What the exercise asks:
Copy out the material from the line that has "Put a point on every instance of the face" through the line that has "Put a point on every instance of the man's", changing "blue jeans" to "denim trousers" and leaving everything else as it is.

# Materials provided start

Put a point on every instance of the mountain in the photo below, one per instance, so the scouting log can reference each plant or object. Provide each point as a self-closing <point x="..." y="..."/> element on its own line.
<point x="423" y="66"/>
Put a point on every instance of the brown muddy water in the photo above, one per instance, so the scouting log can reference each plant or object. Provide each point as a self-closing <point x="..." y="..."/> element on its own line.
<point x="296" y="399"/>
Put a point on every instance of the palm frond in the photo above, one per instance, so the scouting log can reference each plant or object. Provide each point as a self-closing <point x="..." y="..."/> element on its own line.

# Materials provided end
# Materials provided start

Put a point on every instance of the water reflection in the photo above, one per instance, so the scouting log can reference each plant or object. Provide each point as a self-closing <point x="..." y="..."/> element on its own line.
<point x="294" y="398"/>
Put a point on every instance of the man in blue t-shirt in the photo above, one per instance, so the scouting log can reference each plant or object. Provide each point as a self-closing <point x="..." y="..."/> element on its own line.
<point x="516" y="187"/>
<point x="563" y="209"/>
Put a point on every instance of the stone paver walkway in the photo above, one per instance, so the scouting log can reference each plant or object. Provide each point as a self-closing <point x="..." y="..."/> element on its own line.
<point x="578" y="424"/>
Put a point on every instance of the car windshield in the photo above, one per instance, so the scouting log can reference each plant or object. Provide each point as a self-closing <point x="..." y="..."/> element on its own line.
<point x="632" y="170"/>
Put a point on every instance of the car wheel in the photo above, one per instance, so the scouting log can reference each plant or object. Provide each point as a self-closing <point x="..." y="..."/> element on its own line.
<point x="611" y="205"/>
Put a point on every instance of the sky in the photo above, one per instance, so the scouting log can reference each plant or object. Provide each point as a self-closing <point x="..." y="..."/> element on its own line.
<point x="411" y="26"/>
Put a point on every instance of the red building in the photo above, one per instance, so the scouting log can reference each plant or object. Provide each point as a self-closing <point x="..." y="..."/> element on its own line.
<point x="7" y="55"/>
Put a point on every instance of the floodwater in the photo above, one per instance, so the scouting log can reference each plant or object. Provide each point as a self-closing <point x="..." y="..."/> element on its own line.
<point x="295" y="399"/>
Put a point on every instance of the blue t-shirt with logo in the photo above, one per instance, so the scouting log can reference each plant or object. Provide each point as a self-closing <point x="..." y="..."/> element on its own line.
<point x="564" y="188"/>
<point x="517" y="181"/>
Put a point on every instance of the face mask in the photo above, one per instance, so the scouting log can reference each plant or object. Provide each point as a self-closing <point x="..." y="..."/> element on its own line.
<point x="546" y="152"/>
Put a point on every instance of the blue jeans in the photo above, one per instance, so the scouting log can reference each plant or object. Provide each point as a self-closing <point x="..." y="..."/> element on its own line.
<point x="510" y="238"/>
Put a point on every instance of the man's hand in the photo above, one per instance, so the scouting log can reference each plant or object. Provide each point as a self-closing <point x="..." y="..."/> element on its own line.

# Materials provided end
# Materials provided start

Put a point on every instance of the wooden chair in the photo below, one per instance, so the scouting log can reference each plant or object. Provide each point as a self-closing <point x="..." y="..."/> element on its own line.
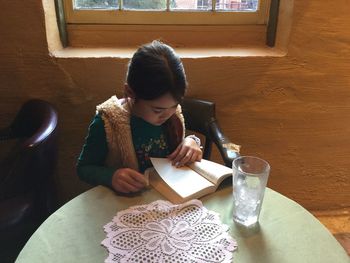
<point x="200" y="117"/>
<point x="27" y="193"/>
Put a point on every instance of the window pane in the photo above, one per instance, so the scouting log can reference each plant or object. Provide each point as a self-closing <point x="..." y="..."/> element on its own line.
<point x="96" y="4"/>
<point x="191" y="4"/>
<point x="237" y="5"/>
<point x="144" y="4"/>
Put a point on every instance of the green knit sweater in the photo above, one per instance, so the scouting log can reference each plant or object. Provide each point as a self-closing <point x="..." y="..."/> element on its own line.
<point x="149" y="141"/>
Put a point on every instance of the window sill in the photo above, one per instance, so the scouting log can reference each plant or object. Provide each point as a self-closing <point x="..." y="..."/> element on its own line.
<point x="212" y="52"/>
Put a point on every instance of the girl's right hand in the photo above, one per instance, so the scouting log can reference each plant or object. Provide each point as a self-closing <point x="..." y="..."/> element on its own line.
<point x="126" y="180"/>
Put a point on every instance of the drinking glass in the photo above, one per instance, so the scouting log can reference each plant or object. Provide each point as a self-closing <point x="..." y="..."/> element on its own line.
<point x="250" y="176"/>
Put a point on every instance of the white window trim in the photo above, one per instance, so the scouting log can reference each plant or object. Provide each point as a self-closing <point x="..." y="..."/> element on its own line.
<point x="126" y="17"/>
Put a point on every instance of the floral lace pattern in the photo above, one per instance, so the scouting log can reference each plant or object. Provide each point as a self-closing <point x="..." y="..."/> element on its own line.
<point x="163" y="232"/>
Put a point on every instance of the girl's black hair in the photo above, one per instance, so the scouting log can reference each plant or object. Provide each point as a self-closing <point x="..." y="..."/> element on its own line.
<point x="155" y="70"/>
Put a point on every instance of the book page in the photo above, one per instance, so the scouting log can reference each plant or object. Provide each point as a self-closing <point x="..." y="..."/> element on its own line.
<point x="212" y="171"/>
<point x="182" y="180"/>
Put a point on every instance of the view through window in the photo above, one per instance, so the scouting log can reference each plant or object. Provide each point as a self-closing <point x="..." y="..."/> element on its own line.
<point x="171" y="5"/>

# Materials provided end

Solution to this exercise:
Put a point on every instance of the face mask in the photo above, one per instance, so the scouting log can reference each plant or object. Provide each point as a self-closing <point x="..." y="..."/> element on its own line.
<point x="546" y="152"/>
Put a point on every instance of the denim trousers in the photo above, one per instance, so the scouting log can reference each plant or object. Provide each point as a self-closing <point x="..." y="..."/> element on its own line.
<point x="510" y="238"/>
Put a point on every instance of the man's hand in the photo above, one per instance, so the scouting log can reference each plant or object. Provide each point as a self-closing <point x="..." y="..."/> element on its own line.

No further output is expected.